• [SOURCE EXTRACT]:
►
We have considered the issues personally raised by appellant and find them to be without merit.

The findings of guilty are affirmed. Only so much of the sentence as provides for a dishonorable discharge, confinement at hard labor for 35 years, forfeiture of all pay and allowances, and reduction to the grade of Private E-l, is affirmed.

Senior Judge RABY and Judge ROBBLEE concur.

. Appellant blindfolded DJ with a dishtowel at least four separate times and then put his penis in the boy’s mouth. On one occasion he put his penis in DJ’s anus, causing the child to cry because of pain.

. We note that the trial judge gave the standard instruction on credibility of witnesses, as found in Department of the Army Pamphlet 27-9, Military Judge’s Benchbook (May 1982), prior to voir dire. At that time he made no mention of appellant or of testimony to be given by appellant. Prior to the members’ deliberating on findings, the judge again gave the standard credibility instruction and stated that the instruction applied equally to testimony given by appellant.

. When an objection is made and sustained before the witness answers the question, there is no evidence placed before the trier of fact. See, e.g., United States v. Perez, 491 F.2d 167, 172 (9th Cir.1974), cert. denied sub nom. Lombera v. United States, 419 U.S. 858 (1974).

. Military Rule of Evidence 403 states that:

Although relevant, evidence may be excluded if its probative value is substantially outweighed by the danger of unfair prejudice, confusion of the issues, or misleading the members, or by considerations of undue delay, waste of time, or needless presentation of cumulative evidence.
In United States v. Medical Therapy Sciences, Inc., 583 F.2d 36, 41, n. 6 (2d Cir.1978), cert. denied, 439 U.S. 1130, 99 S.Ct. 1049, 59 L.Ed.2d 91 (1979), the United States Court of Appeals for the Second Circuit announced its belief that trial judges should be given the widest possible discretion in deciding whether supportive character evidence should be allowed:
We think that trial judges should be permitted, under Rule 608, to exercise sound discretion to permit or deny a party the use of character evidence to support veracity. As is always the case, the balancing test under Rule 403 must be considered before any such evidence is permitted over objection. Furthermore, it is always open to the trial judge to deny a party the opportunity to present only cumulative evidence bearing solely on credibility. (Citation omitted.)
◄
• [MATERIAL SUPPLIED]:
►
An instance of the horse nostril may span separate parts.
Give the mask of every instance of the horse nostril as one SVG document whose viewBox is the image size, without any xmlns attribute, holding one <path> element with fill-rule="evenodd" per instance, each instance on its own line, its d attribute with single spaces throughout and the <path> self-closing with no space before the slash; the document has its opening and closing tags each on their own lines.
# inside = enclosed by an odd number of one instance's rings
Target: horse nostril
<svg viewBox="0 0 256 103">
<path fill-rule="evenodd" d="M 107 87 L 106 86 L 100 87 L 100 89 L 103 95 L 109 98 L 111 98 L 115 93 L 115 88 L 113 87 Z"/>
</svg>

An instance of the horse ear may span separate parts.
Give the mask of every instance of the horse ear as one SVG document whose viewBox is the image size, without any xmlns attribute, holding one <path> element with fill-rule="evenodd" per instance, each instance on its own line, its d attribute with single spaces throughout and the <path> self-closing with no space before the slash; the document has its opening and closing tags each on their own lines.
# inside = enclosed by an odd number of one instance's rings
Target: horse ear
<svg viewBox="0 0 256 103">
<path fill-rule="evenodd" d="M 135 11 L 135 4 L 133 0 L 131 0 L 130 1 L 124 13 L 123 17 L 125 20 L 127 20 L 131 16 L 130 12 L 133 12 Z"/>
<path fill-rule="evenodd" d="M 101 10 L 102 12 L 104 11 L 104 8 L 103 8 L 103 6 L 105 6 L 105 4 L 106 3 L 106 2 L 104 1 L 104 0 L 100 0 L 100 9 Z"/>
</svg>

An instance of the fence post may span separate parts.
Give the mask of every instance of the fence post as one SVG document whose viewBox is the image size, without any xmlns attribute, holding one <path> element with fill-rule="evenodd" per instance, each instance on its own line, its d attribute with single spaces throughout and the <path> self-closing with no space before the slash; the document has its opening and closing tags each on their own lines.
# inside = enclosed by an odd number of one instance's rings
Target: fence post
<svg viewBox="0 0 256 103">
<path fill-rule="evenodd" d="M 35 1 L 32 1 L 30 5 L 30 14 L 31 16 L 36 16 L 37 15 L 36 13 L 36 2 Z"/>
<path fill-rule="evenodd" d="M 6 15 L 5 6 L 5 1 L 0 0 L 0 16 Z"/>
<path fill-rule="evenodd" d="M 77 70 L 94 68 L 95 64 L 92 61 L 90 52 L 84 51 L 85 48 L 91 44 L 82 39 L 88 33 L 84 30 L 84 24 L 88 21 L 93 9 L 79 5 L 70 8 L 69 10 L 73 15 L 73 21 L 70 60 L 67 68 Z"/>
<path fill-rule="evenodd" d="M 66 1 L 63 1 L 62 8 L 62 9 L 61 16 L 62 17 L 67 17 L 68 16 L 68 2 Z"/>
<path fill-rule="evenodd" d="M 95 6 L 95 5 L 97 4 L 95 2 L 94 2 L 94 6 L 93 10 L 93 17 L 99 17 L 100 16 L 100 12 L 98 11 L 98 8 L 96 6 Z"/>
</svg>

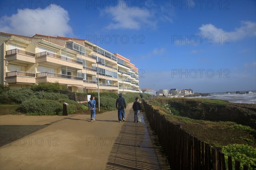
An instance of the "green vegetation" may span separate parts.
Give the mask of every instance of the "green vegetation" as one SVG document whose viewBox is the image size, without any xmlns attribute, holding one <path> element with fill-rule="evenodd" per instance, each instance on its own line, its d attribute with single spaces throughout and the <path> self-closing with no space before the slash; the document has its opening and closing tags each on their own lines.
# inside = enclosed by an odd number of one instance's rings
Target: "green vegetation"
<svg viewBox="0 0 256 170">
<path fill-rule="evenodd" d="M 233 159 L 240 161 L 241 167 L 246 164 L 249 169 L 256 168 L 255 129 L 232 121 L 205 121 L 198 115 L 216 112 L 217 107 L 234 104 L 217 99 L 186 98 L 158 98 L 148 103 L 159 109 L 170 121 L 182 125 L 182 128 L 193 136 L 212 146 L 222 147 L 226 163 L 227 156 L 230 156 Z M 182 114 L 183 116 L 177 113 Z M 192 118 L 195 115 L 197 116 L 196 119 Z M 232 118 L 232 115 L 227 117 L 230 117 Z"/>
<path fill-rule="evenodd" d="M 241 167 L 243 165 L 249 167 L 249 169 L 256 168 L 256 148 L 251 146 L 239 144 L 230 144 L 222 147 L 222 151 L 225 154 L 226 162 L 227 162 L 227 156 L 232 157 L 233 161 L 239 161 Z M 242 169 L 241 168 L 240 169 Z"/>
<path fill-rule="evenodd" d="M 98 93 L 70 92 L 67 89 L 61 89 L 58 83 L 41 83 L 38 85 L 33 85 L 31 88 L 26 87 L 11 89 L 8 86 L 2 86 L 0 89 L 1 114 L 21 112 L 27 115 L 61 115 L 64 102 L 69 104 L 67 106 L 68 113 L 76 112 L 89 113 L 87 104 L 81 105 L 75 101 L 76 99 L 78 101 L 86 101 L 87 95 L 95 97 L 96 106 L 98 107 Z M 123 97 L 128 104 L 134 102 L 136 97 L 140 98 L 140 95 L 144 98 L 149 97 L 148 95 L 138 93 L 126 94 Z M 101 112 L 104 110 L 116 109 L 116 101 L 119 97 L 118 93 L 103 92 L 100 92 L 99 95 L 101 109 L 103 110 L 101 110 Z"/>
<path fill-rule="evenodd" d="M 256 138 L 256 130 L 249 126 L 242 125 L 241 124 L 234 124 L 230 126 L 229 128 L 231 129 L 237 129 L 246 132 Z"/>
<path fill-rule="evenodd" d="M 44 91 L 47 92 L 59 92 L 60 91 L 69 92 L 68 89 L 63 88 L 61 89 L 58 82 L 55 83 L 39 83 L 38 85 L 34 85 L 31 87 L 31 89 L 34 92 Z"/>
</svg>

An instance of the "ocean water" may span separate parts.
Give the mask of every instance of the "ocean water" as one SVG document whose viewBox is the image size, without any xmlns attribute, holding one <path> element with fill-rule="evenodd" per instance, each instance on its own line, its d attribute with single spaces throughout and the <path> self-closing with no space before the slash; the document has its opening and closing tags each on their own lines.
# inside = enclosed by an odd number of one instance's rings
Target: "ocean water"
<svg viewBox="0 0 256 170">
<path fill-rule="evenodd" d="M 233 103 L 247 103 L 256 104 L 256 91 L 252 91 L 252 94 L 236 94 L 236 92 L 231 92 L 230 94 L 226 92 L 210 93 L 211 95 L 206 97 L 193 97 L 189 98 L 204 98 L 221 99 Z"/>
</svg>

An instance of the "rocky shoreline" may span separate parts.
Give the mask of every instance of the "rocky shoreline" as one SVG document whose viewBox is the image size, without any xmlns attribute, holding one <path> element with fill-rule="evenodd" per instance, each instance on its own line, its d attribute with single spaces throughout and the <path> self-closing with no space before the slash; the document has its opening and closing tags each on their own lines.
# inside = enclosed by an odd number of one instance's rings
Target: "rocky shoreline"
<svg viewBox="0 0 256 170">
<path fill-rule="evenodd" d="M 171 107 L 178 110 L 181 116 L 212 121 L 233 121 L 256 129 L 255 104 L 235 103 L 224 101 L 223 101 L 225 102 L 224 104 L 215 104 L 207 102 L 212 99 L 184 99 L 169 101 Z"/>
</svg>

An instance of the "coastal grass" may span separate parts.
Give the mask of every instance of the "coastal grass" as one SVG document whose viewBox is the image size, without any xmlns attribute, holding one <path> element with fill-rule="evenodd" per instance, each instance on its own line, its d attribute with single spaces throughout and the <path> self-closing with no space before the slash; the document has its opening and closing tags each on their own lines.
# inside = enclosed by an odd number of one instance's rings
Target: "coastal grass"
<svg viewBox="0 0 256 170">
<path fill-rule="evenodd" d="M 181 103 L 183 106 L 189 107 L 194 102 L 214 107 L 227 105 L 230 104 L 228 101 L 202 98 L 159 98 L 153 99 L 148 103 L 170 122 L 182 125 L 182 129 L 192 136 L 211 146 L 222 147 L 226 162 L 227 162 L 227 156 L 230 156 L 234 160 L 240 161 L 242 166 L 247 165 L 251 170 L 256 168 L 255 129 L 231 121 L 213 121 L 180 116 L 172 111 L 169 105 L 171 102 Z"/>
</svg>

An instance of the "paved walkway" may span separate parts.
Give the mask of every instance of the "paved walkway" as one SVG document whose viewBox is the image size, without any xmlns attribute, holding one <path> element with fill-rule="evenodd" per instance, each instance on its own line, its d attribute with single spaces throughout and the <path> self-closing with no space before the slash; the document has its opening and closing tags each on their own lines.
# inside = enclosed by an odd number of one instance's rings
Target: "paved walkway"
<svg viewBox="0 0 256 170">
<path fill-rule="evenodd" d="M 122 123 L 117 121 L 116 111 L 96 114 L 93 122 L 84 115 L 0 116 L 0 139 L 9 137 L 3 133 L 8 126 L 41 128 L 0 147 L 0 169 L 169 169 L 141 115 L 139 123 L 133 122 L 131 109 L 126 110 L 126 121 Z"/>
</svg>

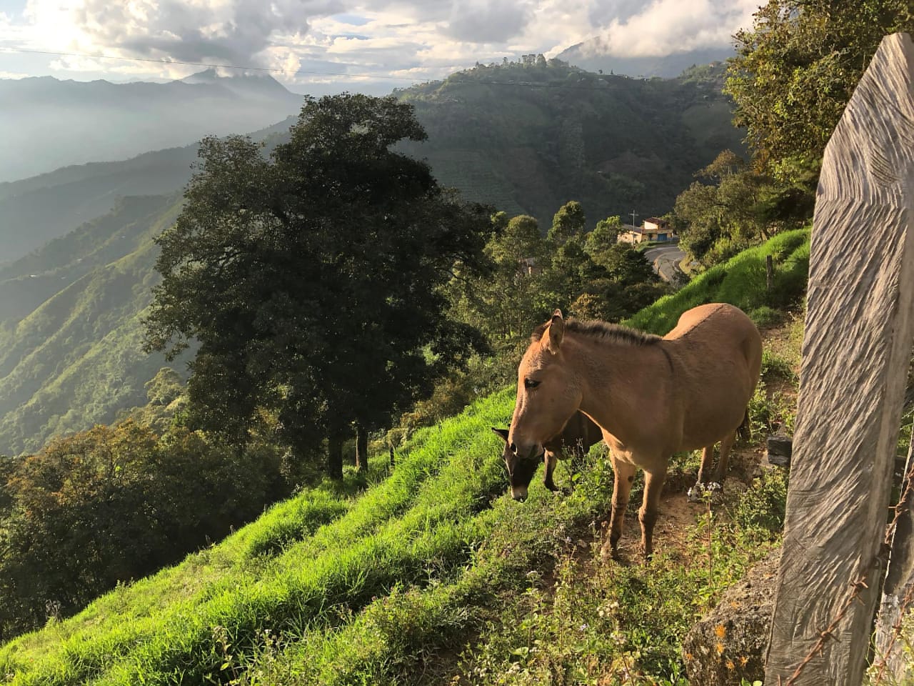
◄
• [INSTRUCTIONS]:
a - According to the court opinion excerpt, how many years of confinement at hard labor were affirmed?
b - Quote the portion of the court opinion excerpt between "In United States" and "credibility. (Citation omitted.)", inclusive.
c - Extend the court opinion excerpt, beginning after its final sentence.

• [ANSWERS GIVEN]:
a - 35 years

b -
In United States v. Medical Therapy Sciences, Inc., 583 F.2d 36, 41, n. 6 (2d Cir.1978), cert. denied, 439 U.S. 1130, 99 S.Ct. 1049, 59 L.Ed.2d 91 (1979), the United States Court of Appeals for the Second Circuit announced its belief that trial judges should be given the widest possible discretion in deciding whether supportive character evidence should be allowed:
We think that trial judges should be permitted, under Rule 608, to exercise sound discretion to permit or deny a party the use of character evidence to support veracity. As is always the case, the balancing test under Rule 403 must be considered before any such evidence is permitted over objection. Furthermore, it is always open to the trial judge to deny a party the opportunity to present only cumulative evidence bearing solely on credibility. (Citation omitted.)

c -
. It is possible that the same three witnesses who testified as to appellant’s pertinent traits of character would have been recalled to testify as to his credibility had the military judge ruled differently. During the sentencing hearing, one of these witnesses, First Lieutenant Hoffman, was recalled and did in fact testify that appellant was honest and truthful. In view of the extensive testimony already given by these witnesses as to appellant’s good character, it is difficult to believe that their recall to add that appellant was truthful would have enhanced the defense’s posture.

. See that portion of n. 4, supra, discussing the presentation of cumulative evidence bearing on credibility.

. The members were instructed as follows:

You are advised that an accused’s truthfulness or lack thereof while testifying on his own behalf may be deemed probative of his attitudes towards [sic] society and prospects of rehabilitation and hence, relevant to sentencing. However, you are advised that not every verdict of guilty returned by a court necessarily raises the specter of false testimony. Before you may consider an issue of false testimony adverse to this accused, you must be convinced in your own mind that the accused lied under oath.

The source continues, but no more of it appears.